# Find the matrix $A'$ of $A:V \to W$ in the new bases $\{e_1', e_2'\}$ of $V$ and $\{f_1', f_2'\}$ of $W$.

Let $V$ and $W$ be 2-dimensional vector spaces, and let $A: V \to W$ be a linear map.

$e_1 = \begin{pmatrix}1\\1\end{pmatrix}, e_2 = \begin{pmatrix}0\\1\end{pmatrix}$ of $V$, and $f_1 = \begin{pmatrix}3\\4\end{pmatrix}, f_2 = \begin{pmatrix}2\\3\end{pmatrix}$ of $W$. The map $A$ has matrix $A = \begin{pmatrix}2 & 3\\ 3 & 5\end{pmatrix}$.

Let $e_1' = \begin{pmatrix} 2\\5 \end{pmatrix}, e_2' = \begin{pmatrix} 1\\3\end{pmatrix}$ be a new basis of $V$ and $f_1' = \begin{pmatrix} 2\\3\end{pmatrix}, f_2' = \begin{pmatrix} 1\\2\end{pmatrix}$ be a new basis of $W$.

Problem: Find the matrix $A'$ of $A:V \to W$ in the new bases $\{e_1', e_2'\}$ of $V$ and $\{f_1', f_2'\}$ of $W$.

== REQUIREMENT ==
Pick up the change-of-basis problem above and keep writing it from where it stops.

== RECORD EXCERPTS ==
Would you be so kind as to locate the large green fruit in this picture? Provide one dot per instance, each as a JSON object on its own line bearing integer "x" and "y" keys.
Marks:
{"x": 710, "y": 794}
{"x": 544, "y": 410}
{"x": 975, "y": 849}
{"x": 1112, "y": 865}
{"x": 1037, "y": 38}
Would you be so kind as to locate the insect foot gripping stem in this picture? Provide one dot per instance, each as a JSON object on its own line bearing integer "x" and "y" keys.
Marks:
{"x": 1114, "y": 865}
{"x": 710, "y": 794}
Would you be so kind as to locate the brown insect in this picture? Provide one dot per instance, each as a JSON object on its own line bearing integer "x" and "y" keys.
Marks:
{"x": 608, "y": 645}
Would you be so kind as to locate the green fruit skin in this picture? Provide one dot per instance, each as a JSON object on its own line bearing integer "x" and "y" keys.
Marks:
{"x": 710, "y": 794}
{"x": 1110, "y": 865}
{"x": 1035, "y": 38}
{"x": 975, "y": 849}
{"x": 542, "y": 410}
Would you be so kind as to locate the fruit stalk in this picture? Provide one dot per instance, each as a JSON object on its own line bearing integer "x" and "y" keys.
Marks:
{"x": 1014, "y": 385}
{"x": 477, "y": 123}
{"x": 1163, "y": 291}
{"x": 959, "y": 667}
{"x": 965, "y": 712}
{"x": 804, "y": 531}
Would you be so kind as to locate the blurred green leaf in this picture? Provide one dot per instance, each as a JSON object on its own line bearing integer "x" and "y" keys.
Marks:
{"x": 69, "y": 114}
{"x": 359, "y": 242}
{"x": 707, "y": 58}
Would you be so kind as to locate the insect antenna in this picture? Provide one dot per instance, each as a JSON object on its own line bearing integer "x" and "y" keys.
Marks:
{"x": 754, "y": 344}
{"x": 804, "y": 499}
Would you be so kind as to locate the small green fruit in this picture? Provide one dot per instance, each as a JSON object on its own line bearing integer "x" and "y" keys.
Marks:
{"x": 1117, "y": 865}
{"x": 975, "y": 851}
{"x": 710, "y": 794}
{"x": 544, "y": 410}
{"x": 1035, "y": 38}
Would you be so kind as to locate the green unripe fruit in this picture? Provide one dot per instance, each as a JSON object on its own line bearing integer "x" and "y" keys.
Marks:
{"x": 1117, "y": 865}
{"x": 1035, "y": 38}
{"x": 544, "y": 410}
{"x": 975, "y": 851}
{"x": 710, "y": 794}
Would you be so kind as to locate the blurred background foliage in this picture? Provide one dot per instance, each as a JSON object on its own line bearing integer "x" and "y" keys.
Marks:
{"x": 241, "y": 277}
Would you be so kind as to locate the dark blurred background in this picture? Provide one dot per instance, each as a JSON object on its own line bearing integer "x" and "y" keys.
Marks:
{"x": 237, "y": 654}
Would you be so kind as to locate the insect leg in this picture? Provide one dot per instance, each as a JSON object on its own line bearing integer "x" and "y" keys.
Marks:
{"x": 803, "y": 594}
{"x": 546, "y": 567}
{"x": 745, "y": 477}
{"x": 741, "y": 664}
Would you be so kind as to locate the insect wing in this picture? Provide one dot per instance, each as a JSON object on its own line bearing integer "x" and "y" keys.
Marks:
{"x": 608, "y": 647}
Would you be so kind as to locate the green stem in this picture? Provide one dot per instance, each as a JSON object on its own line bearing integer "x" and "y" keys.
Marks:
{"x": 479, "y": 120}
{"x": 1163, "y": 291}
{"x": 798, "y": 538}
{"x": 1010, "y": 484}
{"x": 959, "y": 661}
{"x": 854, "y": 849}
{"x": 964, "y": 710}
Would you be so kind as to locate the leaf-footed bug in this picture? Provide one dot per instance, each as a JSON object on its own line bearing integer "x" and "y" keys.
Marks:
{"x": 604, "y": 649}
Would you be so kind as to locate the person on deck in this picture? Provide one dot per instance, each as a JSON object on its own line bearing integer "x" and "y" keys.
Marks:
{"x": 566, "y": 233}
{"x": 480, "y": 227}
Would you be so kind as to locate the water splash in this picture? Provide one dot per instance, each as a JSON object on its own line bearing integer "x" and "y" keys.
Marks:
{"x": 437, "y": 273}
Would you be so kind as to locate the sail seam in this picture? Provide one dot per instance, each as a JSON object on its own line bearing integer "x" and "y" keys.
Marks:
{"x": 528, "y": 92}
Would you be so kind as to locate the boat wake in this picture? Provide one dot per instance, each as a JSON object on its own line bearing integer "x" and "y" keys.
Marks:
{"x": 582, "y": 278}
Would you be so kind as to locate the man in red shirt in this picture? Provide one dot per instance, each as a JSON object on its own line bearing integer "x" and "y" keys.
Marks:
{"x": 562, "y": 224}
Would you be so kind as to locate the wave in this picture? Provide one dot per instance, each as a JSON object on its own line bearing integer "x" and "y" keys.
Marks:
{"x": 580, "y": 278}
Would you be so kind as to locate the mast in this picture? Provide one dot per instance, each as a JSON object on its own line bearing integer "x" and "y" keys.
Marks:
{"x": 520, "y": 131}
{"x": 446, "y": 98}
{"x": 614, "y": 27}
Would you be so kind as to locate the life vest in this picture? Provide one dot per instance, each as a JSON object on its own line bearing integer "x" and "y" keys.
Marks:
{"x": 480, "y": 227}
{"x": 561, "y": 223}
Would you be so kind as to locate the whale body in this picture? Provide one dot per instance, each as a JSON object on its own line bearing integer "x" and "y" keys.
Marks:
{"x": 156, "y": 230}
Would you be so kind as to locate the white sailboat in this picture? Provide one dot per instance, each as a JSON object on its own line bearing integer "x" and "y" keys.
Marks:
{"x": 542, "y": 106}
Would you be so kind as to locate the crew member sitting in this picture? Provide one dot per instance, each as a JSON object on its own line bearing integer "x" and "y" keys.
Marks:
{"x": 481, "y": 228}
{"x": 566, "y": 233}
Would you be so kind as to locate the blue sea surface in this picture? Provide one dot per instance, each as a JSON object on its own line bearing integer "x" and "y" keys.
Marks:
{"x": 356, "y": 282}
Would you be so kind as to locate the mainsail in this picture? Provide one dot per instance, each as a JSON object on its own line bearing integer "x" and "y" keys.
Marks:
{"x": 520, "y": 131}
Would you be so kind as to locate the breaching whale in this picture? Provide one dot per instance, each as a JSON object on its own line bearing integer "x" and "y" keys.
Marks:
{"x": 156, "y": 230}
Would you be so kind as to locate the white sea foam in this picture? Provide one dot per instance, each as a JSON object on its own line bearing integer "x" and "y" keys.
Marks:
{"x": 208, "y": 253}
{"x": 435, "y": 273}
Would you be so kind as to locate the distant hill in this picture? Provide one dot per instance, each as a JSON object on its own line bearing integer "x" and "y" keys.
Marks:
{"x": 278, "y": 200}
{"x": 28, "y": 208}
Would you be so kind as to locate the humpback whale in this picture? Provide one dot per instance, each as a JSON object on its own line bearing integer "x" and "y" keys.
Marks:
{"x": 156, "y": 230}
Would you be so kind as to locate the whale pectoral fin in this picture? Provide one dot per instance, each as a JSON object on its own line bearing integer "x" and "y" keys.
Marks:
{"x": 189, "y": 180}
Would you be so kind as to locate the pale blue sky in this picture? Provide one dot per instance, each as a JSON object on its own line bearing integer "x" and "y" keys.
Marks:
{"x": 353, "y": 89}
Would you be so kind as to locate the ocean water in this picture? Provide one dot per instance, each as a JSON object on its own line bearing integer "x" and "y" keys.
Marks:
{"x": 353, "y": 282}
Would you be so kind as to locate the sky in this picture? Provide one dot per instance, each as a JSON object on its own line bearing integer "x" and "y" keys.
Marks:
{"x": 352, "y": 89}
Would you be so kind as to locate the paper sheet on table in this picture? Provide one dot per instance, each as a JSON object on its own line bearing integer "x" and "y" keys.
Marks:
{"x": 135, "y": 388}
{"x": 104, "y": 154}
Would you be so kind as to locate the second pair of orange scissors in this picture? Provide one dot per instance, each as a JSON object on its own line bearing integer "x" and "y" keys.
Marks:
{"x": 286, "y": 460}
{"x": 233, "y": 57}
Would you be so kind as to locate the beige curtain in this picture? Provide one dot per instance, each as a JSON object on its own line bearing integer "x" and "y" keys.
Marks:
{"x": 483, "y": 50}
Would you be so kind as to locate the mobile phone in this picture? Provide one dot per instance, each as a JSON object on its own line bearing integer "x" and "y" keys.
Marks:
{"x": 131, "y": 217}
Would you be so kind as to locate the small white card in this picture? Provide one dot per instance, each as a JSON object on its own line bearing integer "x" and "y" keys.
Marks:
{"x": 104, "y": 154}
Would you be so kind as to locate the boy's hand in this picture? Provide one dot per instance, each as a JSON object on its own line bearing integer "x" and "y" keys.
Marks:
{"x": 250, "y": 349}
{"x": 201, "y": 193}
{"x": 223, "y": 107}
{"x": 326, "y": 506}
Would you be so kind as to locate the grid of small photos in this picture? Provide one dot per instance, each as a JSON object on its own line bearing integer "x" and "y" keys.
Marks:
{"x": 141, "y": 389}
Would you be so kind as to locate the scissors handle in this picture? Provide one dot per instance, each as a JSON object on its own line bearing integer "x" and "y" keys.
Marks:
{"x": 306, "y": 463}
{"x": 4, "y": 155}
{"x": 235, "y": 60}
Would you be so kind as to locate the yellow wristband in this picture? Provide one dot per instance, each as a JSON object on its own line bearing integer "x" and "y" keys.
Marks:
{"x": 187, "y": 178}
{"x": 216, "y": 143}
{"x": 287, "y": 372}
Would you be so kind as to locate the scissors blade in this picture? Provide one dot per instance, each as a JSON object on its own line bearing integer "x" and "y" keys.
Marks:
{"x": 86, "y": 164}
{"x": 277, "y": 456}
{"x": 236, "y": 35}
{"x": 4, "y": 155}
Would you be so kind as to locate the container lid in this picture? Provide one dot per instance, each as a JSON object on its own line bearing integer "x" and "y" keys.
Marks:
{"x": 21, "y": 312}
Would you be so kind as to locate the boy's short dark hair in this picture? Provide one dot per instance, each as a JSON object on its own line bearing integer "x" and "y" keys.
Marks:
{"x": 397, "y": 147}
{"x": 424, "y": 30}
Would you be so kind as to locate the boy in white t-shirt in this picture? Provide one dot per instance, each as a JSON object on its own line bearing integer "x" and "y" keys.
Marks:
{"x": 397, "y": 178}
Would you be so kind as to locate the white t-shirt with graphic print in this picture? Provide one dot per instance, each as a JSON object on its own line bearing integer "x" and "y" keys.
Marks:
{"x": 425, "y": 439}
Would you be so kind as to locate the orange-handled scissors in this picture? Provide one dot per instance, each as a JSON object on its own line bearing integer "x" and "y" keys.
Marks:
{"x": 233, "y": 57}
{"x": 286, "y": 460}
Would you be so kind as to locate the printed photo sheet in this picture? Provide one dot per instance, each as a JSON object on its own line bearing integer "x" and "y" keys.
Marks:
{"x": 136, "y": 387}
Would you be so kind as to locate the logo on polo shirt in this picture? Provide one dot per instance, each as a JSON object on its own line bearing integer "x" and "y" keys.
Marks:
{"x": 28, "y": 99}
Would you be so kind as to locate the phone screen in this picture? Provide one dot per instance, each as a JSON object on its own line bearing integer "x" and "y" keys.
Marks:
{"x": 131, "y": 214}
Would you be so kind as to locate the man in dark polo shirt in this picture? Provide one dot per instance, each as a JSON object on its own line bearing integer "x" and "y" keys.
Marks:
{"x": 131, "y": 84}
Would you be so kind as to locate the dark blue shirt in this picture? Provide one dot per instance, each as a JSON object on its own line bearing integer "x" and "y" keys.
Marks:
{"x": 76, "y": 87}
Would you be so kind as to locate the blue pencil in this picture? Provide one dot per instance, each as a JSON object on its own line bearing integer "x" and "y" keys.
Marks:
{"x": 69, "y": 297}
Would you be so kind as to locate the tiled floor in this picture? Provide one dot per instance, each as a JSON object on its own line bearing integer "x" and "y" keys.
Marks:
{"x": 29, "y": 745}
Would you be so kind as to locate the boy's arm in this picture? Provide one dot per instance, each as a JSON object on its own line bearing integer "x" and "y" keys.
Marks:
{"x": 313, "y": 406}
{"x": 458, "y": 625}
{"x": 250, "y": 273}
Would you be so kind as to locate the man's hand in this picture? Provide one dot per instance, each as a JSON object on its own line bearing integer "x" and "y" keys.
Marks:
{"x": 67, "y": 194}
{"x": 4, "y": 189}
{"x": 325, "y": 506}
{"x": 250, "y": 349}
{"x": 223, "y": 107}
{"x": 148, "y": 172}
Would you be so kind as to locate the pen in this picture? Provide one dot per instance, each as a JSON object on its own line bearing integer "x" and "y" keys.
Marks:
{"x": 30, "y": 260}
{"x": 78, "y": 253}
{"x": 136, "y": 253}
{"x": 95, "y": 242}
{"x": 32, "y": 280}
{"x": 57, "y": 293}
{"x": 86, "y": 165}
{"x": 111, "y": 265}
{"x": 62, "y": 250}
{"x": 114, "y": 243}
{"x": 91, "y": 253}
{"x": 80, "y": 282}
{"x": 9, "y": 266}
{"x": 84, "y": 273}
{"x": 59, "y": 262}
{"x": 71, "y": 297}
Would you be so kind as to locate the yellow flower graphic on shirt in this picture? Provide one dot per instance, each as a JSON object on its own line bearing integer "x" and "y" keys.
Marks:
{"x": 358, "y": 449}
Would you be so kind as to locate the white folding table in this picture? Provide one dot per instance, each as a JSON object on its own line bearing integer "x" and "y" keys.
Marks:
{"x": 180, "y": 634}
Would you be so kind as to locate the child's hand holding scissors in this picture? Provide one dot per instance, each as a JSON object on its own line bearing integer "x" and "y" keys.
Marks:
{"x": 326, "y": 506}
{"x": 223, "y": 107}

== RESULT FOR THIS EXERCISE ==
I already did $[\operatorname{id}]_{e}^{e'} = \begin{pmatrix}2 & -1\\ -3 & 2\\\end{pmatrix}$ and $[\operatorname{id}]_f^{f'} = \begin{pmatrix} 2 & 1\\ -1 & 0\end{pmatrix}.$

After that, I think $$\left([\operatorname{id}]_e^{e'}\right)^{-1}A[\operatorname{id}]_f^{f'} = A'$$

I think that $e'\to e \to A \to f \to f'$. Is it correct? I don't know exactly how I multiple this matrices and What is the exact role of A(linear map).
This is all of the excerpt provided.